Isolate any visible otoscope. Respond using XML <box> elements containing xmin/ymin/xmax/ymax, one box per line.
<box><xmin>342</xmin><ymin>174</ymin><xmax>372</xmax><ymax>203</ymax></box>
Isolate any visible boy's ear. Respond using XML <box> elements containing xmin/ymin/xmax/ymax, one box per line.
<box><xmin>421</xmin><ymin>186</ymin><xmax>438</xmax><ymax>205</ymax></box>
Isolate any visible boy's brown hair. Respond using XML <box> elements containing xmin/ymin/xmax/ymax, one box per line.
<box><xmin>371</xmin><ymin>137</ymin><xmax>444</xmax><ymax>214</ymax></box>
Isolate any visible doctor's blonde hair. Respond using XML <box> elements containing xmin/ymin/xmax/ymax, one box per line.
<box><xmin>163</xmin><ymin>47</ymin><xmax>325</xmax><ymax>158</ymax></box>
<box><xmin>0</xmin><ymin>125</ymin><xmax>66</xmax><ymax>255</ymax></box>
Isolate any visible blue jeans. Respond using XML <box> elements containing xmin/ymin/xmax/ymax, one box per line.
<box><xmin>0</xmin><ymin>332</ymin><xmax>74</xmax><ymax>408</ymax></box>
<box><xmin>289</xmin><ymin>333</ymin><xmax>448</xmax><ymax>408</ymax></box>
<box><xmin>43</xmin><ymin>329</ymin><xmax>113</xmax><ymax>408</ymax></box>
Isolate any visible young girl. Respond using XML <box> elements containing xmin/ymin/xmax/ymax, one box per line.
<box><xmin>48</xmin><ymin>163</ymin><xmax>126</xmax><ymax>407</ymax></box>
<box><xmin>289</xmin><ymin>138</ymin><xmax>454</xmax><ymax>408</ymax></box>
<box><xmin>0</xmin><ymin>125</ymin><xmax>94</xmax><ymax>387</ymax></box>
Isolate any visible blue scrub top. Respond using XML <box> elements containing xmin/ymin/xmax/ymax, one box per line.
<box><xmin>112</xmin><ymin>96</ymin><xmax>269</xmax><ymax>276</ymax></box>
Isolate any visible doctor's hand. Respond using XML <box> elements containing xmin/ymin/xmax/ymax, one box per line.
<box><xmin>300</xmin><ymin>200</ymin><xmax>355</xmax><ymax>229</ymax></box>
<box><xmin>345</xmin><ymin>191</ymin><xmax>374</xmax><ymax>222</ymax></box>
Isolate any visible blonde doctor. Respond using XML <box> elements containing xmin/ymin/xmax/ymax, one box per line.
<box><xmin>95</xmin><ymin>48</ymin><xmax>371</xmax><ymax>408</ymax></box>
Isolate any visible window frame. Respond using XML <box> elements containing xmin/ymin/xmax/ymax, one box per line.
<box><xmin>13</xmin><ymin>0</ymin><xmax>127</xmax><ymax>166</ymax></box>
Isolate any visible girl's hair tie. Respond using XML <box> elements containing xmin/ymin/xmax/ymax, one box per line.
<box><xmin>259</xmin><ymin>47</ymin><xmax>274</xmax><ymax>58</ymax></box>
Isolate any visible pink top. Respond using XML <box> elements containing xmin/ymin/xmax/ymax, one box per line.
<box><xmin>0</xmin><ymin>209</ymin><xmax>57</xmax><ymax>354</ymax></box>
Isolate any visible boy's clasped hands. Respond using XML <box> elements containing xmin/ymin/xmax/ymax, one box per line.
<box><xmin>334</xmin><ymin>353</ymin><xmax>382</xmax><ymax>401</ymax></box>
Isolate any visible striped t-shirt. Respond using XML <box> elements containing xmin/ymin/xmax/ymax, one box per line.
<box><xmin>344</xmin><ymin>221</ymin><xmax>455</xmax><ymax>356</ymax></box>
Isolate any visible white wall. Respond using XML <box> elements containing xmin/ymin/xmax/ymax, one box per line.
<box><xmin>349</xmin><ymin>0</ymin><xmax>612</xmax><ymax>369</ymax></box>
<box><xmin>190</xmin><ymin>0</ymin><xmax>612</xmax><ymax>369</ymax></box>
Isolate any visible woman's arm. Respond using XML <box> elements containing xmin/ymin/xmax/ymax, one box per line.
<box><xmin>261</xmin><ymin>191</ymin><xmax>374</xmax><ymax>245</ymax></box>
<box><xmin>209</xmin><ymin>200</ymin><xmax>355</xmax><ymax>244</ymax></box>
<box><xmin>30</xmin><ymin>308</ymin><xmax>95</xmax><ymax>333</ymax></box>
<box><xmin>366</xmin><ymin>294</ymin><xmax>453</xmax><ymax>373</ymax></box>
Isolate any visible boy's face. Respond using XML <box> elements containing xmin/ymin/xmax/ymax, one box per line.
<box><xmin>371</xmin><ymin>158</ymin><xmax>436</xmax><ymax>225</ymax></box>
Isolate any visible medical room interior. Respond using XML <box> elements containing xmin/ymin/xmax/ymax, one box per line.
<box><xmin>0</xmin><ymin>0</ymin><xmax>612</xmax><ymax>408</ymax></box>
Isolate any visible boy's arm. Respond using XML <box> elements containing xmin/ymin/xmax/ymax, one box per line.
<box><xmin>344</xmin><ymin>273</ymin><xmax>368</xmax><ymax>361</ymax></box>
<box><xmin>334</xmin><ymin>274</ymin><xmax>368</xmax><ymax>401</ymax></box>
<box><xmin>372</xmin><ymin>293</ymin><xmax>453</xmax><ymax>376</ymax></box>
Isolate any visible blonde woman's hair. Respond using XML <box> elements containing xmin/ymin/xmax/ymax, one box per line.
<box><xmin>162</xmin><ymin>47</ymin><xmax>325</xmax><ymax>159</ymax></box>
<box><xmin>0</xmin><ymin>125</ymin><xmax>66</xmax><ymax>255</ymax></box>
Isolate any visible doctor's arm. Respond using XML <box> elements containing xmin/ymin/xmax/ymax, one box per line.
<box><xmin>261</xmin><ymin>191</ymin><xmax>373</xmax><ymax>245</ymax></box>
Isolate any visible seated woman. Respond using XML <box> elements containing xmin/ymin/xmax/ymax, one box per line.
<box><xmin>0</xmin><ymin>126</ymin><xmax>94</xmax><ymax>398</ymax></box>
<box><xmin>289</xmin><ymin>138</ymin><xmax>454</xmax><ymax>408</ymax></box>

◆ **KETENTUAN TUGAS**:
Kumpulkan semua baris catatan di atas yang memuat kata "hair", lalu salin setiap baris itu secara utuh.

◆ **JAWABAN YANG DIHARAPKAN**:
Isolate any visible boy's brown hair. Respond using XML <box> elements containing xmin/ymin/xmax/ymax, one box per line.
Isolate any visible doctor's blonde hair. Respond using XML <box> elements containing xmin/ymin/xmax/ymax, one box per line.
Isolate any visible girl's hair tie. Respond using XML <box> elements containing xmin/ymin/xmax/ymax, one box per line.
Isolate any visible blonde woman's hair. Respond using XML <box> elements containing xmin/ymin/xmax/ymax, one box per line.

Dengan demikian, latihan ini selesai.